- EXTRACT TO READ
══════════════════════════════

Obama Promised Not to Use Signing Statements, but Released One Last Night

In 2008, Barack Obama promised that he would not use signing statements, but last night he released one to accompany his signing of the National Defense Authorization Act for Fiscal Year 2013.

Here’s Obama’s pledge:

He said that signing statements are a presidential power grab, and made clear he believed it violated the Constitution.

Overnight, however, Obama released this signing statement, in an attempt to try to change the meaning of the defense bill Congress sent to him for his signature:

 

 THE WHITE HOUSE 
 Office of the Press Secretary                         
For Immediate Release         January 2, 2013 
STATEMENT BY THE PRESIDENT 
 Today I have signed into law H.R. 4310, the “National 
Defense Authorization Act for Fiscal Year 2013.”  I have 
approved this annual defense authorization legislation, as 
I have in previous years, because it authorizes essential 
support for service members and their families, renews vital 
national security programs, and helps ensure that the 
United States will continue to have the strongest military 
in the world.   
 Even though I support the vast majority of the provisions 
contained in this Act, which is comprised of hundreds of 
sections spanning more than 680 pages of text, I do not agree 
with them all.  Our Constitution does not afford the President 
the opportunity to approve or reject statutory sections one by 
one.  I am empowered either to sign the bill, or reject it, as 
a whole.  In this case, though I continue to oppose certain 
sections of the Act, the need to renew critical defense 
authorities and funding was too great to ignore. 
 In a time when all public servants recognize the need to 
eliminate wasteful or duplicative spending, various sections in 
the Act limit the Defense Department’s ability to direct scarce 
resources towards the highest priorities for our national 
security.  For example, restrictions on the Defense Department’s 
ability to retire unneeded ships and aircraft will divert scarce 
resources needed for readiness and result in future unfunded 
liabilities.  Additionally, the Department has endeavored to 
constrain manpower costs by recommending prudent cost sharing 
reforms in its health care programs.  By failing to allow 
some of these cost savings measures, the Congress may force 
reductions in the overall size of our military forces.

══════════════════════════════

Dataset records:
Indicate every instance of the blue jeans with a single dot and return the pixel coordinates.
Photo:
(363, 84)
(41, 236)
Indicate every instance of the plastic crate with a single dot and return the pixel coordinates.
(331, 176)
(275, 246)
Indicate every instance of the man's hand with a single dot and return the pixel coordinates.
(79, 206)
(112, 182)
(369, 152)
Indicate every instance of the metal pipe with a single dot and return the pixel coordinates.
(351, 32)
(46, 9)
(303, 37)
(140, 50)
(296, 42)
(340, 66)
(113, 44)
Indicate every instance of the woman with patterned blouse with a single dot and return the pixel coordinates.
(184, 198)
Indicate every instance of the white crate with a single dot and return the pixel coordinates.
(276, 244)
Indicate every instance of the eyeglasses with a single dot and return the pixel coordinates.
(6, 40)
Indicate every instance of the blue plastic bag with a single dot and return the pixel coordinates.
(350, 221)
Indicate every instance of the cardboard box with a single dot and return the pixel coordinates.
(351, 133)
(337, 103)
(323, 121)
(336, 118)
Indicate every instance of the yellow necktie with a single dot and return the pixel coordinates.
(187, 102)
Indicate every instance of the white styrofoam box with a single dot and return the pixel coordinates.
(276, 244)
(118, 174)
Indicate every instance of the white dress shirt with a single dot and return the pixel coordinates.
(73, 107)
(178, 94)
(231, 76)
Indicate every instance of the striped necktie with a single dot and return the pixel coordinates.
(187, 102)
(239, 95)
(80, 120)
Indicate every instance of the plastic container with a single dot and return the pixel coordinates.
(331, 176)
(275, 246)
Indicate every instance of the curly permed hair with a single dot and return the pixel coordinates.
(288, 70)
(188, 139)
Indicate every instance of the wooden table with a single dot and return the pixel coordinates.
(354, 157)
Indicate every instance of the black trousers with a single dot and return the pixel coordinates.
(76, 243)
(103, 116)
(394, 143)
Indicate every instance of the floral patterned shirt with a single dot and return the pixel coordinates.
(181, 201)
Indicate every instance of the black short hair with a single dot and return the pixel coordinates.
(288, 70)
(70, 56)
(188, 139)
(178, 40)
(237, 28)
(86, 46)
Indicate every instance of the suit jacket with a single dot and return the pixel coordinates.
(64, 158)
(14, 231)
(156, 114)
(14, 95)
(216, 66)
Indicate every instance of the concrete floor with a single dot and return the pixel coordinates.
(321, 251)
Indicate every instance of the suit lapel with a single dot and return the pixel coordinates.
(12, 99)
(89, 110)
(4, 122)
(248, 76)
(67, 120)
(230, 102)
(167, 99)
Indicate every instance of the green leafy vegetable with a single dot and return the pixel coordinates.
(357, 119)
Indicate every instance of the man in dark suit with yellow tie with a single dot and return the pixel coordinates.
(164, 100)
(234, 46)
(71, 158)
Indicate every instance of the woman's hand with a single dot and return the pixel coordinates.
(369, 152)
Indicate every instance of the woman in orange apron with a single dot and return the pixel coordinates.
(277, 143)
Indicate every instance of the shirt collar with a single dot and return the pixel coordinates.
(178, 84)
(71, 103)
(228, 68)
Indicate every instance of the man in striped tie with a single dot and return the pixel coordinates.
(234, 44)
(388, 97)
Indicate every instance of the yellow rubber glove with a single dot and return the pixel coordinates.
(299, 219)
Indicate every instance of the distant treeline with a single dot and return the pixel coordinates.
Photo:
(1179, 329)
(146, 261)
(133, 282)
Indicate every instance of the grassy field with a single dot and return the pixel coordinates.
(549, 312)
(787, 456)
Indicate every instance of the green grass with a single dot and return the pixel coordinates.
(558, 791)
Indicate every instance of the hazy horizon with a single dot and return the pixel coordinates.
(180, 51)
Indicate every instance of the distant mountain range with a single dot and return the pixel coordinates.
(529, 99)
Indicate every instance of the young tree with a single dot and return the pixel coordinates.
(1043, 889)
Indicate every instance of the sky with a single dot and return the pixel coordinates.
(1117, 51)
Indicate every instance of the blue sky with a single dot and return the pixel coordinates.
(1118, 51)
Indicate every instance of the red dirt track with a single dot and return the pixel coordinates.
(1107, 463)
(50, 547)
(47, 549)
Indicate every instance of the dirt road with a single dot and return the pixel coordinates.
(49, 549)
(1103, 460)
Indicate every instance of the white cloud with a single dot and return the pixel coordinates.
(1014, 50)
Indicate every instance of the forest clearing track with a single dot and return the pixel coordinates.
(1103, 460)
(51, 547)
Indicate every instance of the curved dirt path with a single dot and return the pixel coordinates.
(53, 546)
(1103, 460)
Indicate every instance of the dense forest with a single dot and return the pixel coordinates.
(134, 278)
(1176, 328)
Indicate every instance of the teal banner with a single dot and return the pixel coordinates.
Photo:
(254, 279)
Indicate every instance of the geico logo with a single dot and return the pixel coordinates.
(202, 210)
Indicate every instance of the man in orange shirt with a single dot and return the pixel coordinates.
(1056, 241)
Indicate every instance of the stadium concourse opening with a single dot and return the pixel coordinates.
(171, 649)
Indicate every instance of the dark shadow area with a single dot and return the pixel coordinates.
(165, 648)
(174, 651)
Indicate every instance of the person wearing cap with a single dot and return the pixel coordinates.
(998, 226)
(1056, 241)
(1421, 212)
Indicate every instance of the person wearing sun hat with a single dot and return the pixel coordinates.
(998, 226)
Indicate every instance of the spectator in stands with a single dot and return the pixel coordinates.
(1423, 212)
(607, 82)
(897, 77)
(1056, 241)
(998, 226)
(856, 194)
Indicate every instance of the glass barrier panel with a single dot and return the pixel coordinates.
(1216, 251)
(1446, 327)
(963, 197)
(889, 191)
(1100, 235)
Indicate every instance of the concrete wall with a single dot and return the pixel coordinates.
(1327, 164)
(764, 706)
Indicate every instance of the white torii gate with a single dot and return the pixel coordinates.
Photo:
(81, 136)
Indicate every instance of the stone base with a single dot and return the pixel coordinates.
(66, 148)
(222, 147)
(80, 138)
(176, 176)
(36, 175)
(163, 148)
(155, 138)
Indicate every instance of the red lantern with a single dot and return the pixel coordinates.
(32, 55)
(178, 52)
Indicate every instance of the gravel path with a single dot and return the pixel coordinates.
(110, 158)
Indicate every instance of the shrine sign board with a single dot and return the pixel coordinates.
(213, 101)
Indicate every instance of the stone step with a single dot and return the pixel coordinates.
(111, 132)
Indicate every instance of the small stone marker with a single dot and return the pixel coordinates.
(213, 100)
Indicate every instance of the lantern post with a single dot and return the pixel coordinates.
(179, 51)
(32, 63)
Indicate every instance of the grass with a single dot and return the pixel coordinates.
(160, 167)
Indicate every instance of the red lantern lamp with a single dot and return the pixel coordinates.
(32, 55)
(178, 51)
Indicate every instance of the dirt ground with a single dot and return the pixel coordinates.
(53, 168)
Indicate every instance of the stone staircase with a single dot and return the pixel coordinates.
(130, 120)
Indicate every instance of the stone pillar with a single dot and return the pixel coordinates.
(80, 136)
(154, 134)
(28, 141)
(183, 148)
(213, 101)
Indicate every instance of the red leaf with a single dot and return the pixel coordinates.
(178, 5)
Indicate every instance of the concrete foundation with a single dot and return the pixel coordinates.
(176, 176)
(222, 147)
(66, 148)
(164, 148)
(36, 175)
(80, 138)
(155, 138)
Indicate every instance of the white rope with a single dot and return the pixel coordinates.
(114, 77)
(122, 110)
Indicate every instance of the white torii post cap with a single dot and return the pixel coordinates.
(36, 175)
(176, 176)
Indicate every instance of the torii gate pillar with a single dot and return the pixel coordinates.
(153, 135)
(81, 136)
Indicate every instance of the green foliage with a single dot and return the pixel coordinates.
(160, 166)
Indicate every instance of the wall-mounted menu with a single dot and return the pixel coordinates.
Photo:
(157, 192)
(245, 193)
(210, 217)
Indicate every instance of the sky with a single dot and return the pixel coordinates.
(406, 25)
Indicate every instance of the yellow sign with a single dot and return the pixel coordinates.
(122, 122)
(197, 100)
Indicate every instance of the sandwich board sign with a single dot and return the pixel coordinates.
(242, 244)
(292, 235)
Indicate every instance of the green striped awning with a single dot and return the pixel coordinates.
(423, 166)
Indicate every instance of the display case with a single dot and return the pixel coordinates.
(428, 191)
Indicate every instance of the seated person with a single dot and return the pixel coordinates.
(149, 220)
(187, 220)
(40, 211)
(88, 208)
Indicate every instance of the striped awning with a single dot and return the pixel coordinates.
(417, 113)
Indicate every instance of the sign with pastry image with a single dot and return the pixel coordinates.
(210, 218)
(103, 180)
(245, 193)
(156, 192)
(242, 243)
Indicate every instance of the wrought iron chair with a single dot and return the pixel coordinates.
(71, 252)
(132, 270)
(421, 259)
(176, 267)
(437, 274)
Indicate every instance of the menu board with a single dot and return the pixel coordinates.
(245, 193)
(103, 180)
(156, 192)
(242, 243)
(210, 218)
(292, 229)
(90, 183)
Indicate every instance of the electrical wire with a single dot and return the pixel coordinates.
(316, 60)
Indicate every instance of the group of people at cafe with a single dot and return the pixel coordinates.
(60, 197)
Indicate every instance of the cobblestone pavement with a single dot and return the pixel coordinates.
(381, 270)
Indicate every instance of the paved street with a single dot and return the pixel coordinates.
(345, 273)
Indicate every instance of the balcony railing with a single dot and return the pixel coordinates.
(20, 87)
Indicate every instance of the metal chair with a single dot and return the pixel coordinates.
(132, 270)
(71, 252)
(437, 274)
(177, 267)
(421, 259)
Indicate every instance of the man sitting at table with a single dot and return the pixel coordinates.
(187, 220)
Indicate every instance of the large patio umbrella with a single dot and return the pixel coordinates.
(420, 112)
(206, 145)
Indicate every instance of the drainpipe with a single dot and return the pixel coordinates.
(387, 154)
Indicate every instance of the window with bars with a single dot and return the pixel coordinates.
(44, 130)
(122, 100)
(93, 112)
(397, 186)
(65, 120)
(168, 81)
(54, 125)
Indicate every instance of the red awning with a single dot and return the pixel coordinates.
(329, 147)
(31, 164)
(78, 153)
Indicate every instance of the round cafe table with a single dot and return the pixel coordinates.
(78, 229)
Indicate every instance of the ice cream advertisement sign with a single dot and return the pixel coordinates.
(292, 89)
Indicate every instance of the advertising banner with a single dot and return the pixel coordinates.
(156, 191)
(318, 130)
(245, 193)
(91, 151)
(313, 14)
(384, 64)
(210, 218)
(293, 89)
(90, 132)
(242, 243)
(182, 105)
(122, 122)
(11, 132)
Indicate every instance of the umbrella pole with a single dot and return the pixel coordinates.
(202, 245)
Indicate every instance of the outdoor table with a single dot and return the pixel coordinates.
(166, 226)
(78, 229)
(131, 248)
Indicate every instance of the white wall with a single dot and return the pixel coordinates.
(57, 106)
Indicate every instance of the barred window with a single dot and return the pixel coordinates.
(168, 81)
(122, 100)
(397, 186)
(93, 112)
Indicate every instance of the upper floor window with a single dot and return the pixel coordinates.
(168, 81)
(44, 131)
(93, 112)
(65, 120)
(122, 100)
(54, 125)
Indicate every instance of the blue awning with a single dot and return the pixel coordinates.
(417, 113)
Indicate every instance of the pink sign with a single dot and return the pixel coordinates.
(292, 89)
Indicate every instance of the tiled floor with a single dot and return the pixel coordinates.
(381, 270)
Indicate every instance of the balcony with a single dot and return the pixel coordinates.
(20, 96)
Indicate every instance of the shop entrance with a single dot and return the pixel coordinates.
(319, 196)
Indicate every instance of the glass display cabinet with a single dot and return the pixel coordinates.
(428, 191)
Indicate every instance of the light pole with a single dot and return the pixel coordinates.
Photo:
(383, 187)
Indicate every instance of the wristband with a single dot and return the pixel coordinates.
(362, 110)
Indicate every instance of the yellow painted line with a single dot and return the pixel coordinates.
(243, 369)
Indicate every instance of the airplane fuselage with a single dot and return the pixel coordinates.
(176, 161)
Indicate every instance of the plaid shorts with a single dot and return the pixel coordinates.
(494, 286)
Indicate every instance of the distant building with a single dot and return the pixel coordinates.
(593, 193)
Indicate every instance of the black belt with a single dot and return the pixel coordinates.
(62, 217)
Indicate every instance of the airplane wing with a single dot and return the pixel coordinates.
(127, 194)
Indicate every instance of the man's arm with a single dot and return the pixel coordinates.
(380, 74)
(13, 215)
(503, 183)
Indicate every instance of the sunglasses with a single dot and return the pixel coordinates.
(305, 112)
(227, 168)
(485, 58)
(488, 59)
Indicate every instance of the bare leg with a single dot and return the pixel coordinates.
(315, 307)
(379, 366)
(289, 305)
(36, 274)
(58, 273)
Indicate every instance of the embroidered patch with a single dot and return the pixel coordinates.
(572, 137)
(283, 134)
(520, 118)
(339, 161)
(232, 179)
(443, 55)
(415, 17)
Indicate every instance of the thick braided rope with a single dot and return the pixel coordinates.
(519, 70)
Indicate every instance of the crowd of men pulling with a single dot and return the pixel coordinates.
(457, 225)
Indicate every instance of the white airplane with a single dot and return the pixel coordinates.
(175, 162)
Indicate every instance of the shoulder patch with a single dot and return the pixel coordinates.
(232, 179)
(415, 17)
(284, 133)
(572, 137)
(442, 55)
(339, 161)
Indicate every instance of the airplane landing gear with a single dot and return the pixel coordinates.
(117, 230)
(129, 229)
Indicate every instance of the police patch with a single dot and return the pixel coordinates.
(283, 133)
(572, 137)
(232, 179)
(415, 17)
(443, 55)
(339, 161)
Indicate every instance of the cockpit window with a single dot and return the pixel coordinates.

══════════════════════════════

- WRITTEN TASKS
[1] How many pages of text does the defense bill span, according to the President's statement in the article?
[2] Gather every line of the entries that contains the string "patch", matching case exactly.

- SOLUTION SET
[1] More than 680 pages.

[2]
Indicate every instance of the embroidered patch with a single dot and return the pixel coordinates.
Indicate every instance of the shoulder patch with a single dot and return the pixel coordinates.
Indicate every instance of the police patch with a single dot and return the pixel coordinates.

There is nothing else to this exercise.